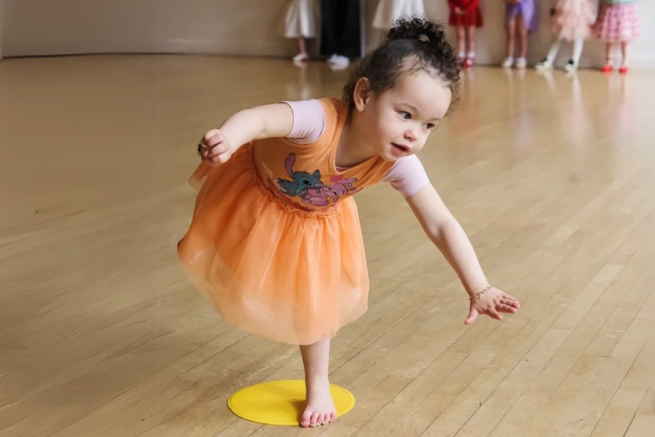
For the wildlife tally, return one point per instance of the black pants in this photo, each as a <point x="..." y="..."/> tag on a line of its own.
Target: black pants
<point x="341" y="32"/>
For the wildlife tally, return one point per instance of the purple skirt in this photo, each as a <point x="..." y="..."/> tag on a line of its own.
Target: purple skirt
<point x="528" y="11"/>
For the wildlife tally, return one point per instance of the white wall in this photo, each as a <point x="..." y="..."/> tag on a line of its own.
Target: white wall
<point x="247" y="27"/>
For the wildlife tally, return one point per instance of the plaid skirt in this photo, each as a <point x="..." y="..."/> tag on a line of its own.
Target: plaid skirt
<point x="618" y="23"/>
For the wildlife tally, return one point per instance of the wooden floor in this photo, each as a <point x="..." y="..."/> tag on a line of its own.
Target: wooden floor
<point x="101" y="334"/>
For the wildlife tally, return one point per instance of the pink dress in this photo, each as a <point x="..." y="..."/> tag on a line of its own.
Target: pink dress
<point x="618" y="22"/>
<point x="574" y="19"/>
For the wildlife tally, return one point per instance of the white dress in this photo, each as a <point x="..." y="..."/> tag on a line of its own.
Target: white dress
<point x="299" y="19"/>
<point x="389" y="11"/>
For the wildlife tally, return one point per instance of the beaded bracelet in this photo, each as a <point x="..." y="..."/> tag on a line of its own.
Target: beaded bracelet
<point x="476" y="296"/>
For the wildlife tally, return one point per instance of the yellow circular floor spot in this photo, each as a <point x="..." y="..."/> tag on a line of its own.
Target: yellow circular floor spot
<point x="281" y="402"/>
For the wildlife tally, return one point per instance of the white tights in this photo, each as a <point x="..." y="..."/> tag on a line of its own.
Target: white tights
<point x="578" y="45"/>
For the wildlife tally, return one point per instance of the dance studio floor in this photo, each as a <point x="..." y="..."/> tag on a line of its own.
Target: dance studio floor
<point x="101" y="334"/>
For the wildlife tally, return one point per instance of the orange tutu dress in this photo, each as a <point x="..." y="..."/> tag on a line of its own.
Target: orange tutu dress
<point x="275" y="241"/>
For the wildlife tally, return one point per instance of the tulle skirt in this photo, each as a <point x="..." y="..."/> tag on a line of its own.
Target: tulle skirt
<point x="575" y="20"/>
<point x="268" y="267"/>
<point x="618" y="23"/>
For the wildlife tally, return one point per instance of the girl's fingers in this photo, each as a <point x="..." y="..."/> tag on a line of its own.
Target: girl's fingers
<point x="509" y="302"/>
<point x="506" y="309"/>
<point x="494" y="314"/>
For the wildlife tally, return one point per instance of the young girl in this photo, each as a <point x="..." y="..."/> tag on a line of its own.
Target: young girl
<point x="521" y="16"/>
<point x="388" y="11"/>
<point x="572" y="20"/>
<point x="465" y="16"/>
<point x="617" y="23"/>
<point x="299" y="23"/>
<point x="275" y="240"/>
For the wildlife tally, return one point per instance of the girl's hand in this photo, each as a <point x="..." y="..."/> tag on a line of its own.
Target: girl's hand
<point x="492" y="302"/>
<point x="215" y="148"/>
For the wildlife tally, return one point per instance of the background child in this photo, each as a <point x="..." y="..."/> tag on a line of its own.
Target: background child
<point x="617" y="24"/>
<point x="520" y="18"/>
<point x="275" y="240"/>
<point x="299" y="22"/>
<point x="572" y="20"/>
<point x="465" y="16"/>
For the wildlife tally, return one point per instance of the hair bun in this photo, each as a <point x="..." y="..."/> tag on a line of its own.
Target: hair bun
<point x="416" y="29"/>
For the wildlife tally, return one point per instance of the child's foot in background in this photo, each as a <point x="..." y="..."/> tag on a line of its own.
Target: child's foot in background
<point x="608" y="67"/>
<point x="570" y="66"/>
<point x="543" y="65"/>
<point x="508" y="62"/>
<point x="300" y="58"/>
<point x="469" y="60"/>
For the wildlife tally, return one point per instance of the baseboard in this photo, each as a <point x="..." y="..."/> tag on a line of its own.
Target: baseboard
<point x="274" y="48"/>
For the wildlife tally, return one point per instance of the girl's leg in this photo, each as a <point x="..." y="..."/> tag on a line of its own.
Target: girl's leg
<point x="523" y="42"/>
<point x="511" y="35"/>
<point x="624" y="61"/>
<point x="461" y="43"/>
<point x="302" y="48"/>
<point x="470" y="39"/>
<point x="320" y="408"/>
<point x="302" y="55"/>
<point x="509" y="47"/>
<point x="609" y="62"/>
<point x="578" y="46"/>
<point x="552" y="54"/>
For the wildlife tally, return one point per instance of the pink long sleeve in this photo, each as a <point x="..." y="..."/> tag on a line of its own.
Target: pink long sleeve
<point x="407" y="175"/>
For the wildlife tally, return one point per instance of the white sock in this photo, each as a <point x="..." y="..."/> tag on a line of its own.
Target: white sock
<point x="578" y="45"/>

* [THE EXERCISE] Your copy should repeat each entry above exactly but contain no pictures.

* [COMPLETE RESPONSE]
For the wildlife tally, return one point per instance of the black pants in this photo, each as a <point x="..." y="..."/> tag on a line of its own.
Target: black pants
<point x="341" y="32"/>
For the wildlife tally, return one point per instance of the purple skirt in this photo, each as a <point x="..." y="..."/> tag on a line of its own.
Target: purple skirt
<point x="528" y="11"/>
For the wildlife tally, return one point per instance of the white wall in this photo, each as a <point x="..." y="..."/> tag on a line of its own.
Target: white wall
<point x="247" y="27"/>
For the wildlife tally, return one point per instance of the plaid skirt in this photo, each as a <point x="..." y="..."/> tag on a line of its own.
Target: plaid skirt
<point x="618" y="23"/>
For the wildlife tally, return one point per instance of the wooden floor in this photo, each as a <point x="..." y="..."/> tag on a line of its own.
Target: wooden floor
<point x="101" y="334"/>
For the wildlife tally, return one point per instance of the pink dress in this photo, each as a <point x="..." y="..."/> tag on a line of its own.
Target: pink dress
<point x="618" y="22"/>
<point x="574" y="19"/>
For the wildlife tally, return one point per instance of the white dress in this photo, each as a <point x="..." y="..."/> tag on a line of its own.
Target: white dress
<point x="299" y="19"/>
<point x="389" y="11"/>
For the wildlife tally, return one point per instance of the beaded bracelet in this photo, each as a <point x="..." y="..."/> tag on a line of its own.
Target: beaded bracelet
<point x="476" y="296"/>
For the wildlife tally, return one point per instance of the yellow circular floor spot in this photo, each as a <point x="..." y="..."/> tag on a line of its own.
Target: yellow circular floor spot
<point x="281" y="402"/>
For the wildlife tally, return one point per instance of the white tights in this photo, each as a <point x="..." y="..."/> tag on a line of its own.
Target: white tights
<point x="578" y="45"/>
For the wildlife tally, return one point per instance of the dance studio floor in this photo, each as a <point x="..." y="..."/> tag on a line of its own.
Target: dance studio floor
<point x="101" y="334"/>
For the wildlife tally, return one point per instance of the orange tutu dress in this photo, each as a <point x="..." y="..."/> tag on a line of its own.
Target: orange tutu dress
<point x="275" y="241"/>
For the wildlife tally, return one point per instance of the tulle skirt in this photo, each as a <point x="..." y="..."/> tag on a line of its own.
Target: tulle skirt
<point x="575" y="20"/>
<point x="268" y="267"/>
<point x="618" y="23"/>
For the wildlife tally, return one point per instance of the girl's fingers in this photo, each as a <point x="..." y="..."/> tag on a line of its own.
Target: girl's fingers
<point x="509" y="302"/>
<point x="506" y="309"/>
<point x="494" y="314"/>
For the wildlife tally, return one point per instance of the young girl in this photo, each as a <point x="..." y="..."/> tag on a line of its own.
Target: young girl
<point x="521" y="16"/>
<point x="388" y="11"/>
<point x="572" y="20"/>
<point x="465" y="16"/>
<point x="617" y="23"/>
<point x="299" y="23"/>
<point x="275" y="240"/>
For the wildlife tally, return one point per instance of the girl's hand in this photo, each as a <point x="..." y="..."/> tag on a line of its own.
Target: girl's hand
<point x="492" y="302"/>
<point x="215" y="148"/>
For the wildlife tally, return one point per instance of the background child in this photo, each as a <point x="..." y="..."/> tag on a line of its own.
Target: background child
<point x="617" y="24"/>
<point x="520" y="18"/>
<point x="275" y="240"/>
<point x="299" y="22"/>
<point x="572" y="20"/>
<point x="465" y="16"/>
For the wildlife tally, return one point per instance of the hair bun in this photo, each as a <point x="..." y="..."/> tag on a line of its own.
Target: hair bun
<point x="416" y="29"/>
For the wildlife tally, return one point per instance of the child's foot in background in this photo, each as a <point x="..." y="..."/> tag on a line of its own.
Target: child's foot in background
<point x="608" y="67"/>
<point x="570" y="66"/>
<point x="543" y="65"/>
<point x="508" y="62"/>
<point x="300" y="58"/>
<point x="469" y="60"/>
For the wildlife tally, return one point per instance of the baseboard in this photo, each as a <point x="..." y="..."/> tag on a line of its own.
Target: baseboard
<point x="274" y="48"/>
For the wildlife tally, return one point per instance of the girl's leg in this photo, each as a <point x="..." y="..."/> tag on a line of its own.
Target: girl's leg
<point x="523" y="42"/>
<point x="511" y="35"/>
<point x="624" y="61"/>
<point x="461" y="43"/>
<point x="302" y="48"/>
<point x="470" y="39"/>
<point x="320" y="408"/>
<point x="302" y="55"/>
<point x="509" y="47"/>
<point x="609" y="62"/>
<point x="578" y="46"/>
<point x="552" y="54"/>
For the wildlife tally, return one point per instance of the pink long sleeve in this photo, each as a <point x="..." y="..."/> tag on a line of its own.
Target: pink long sleeve
<point x="407" y="175"/>
For the wildlife tally, return one point per instance of the white sock in this photo, each as a <point x="..." y="..."/> tag on a line of its own.
Target: white sock
<point x="578" y="45"/>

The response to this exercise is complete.